## Extrait choisi
########
Depuis le 1er janvier 2024, il est obligatoire de trier ses biodéchets, notamment en vue d’en faire du compost. Ces déchets sont généralement jetés dans des sacs en plastique très fins, dits compostables, à l’instar de ceux trouvés en supermarchés. Pourtant, leur dégradation n’est pas garantie et n’est pas sans risque pour l’environnement ou la santé humaine.
« Un plastique, même compostable, c’est toujours du plastique », lance Rafaël Guastavi, directeur adjoint économie circulaire à l’Agence de l’environnement et de la maîtrise de l’énergie (Ademe).
En France, depuis le 1er janvier 2024, il est obligatoire de trier ses biodéchets, c’est-à-dire les déchets alimentaires et les déchets verts du jardin. L’objectif est de réduire la quantité de déchets qui finissent incinérés et ainsi de les valoriser. Par exemple, en faisant du compost ou en les utilisant dans un processus de méthanisation pour produire du biogaz.
Les collectivités doivent permettre ce tri en mettant à disposition des poubelles supplémentaires -souvent au couvercle marron- ou des points d’apport volontaire comme il existe déjà dans la rue pour la collecte du verre.
Pour cela, elles fournissent généralement des sacs dits compostables, des plastiques très fins comme ceux que l’on trouve dans les rayons fruits et légumes des supermarchés. Avec une promesse: qu’ils se dégradent avec nos déchets et donc qu’ils ne participent pas à une pollution plastique supplémentaire.
Du plastique jusqu’à l’intérieur du corps humain
La pollution par les plastiques est un problème majeur au niveau mondial qui est loin d’être nouveau. Des millions de déchets se retrouvent partout dans la nature, notamment les océans, et finissent même dans la chaîne alimentaire humaine. De récentes études ont montré que des micro- et nanoplastiques sont détectés dans les poumons, le sang, le lait maternel ou encore le placenta.
########
## Données enregistrées
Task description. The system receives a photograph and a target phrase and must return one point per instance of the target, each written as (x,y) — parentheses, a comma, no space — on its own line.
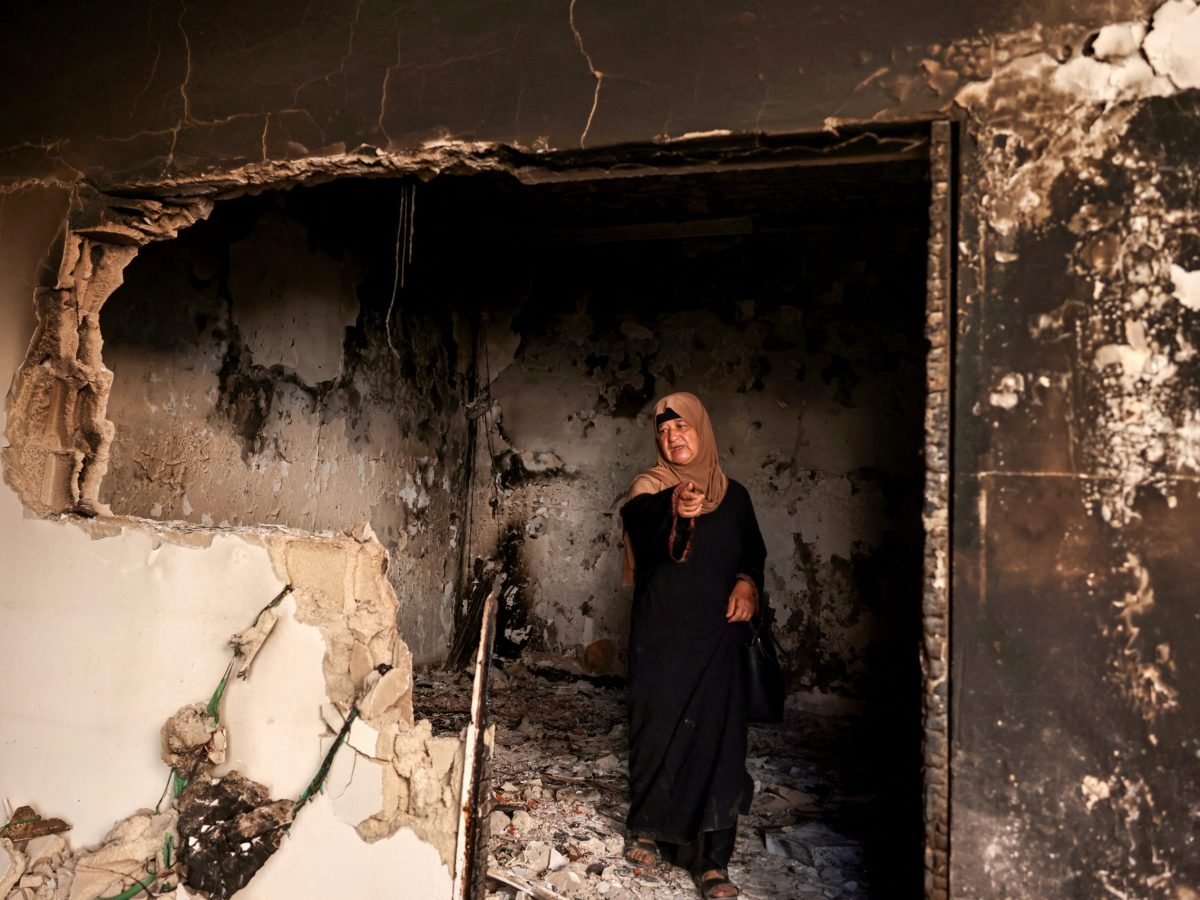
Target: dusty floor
(559,777)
########
## Exercice à faire
Veuillez recopier mot pour mot le passage de l'article sur les sacs compostables situé entre « Les collectivités doivent » et « collecte du verre. », ces deux bornes comprises. Ces données n'interviennent en rien dans cet exercice.

## Corrigé ci-dessous
Les collectivités doivent permettre ce tri en mettant à disposition des poubelles supplémentaires -souvent au couvercle marron- ou des points d’apport volontaire comme il existe déjà dans la rue pour la collecte du verre.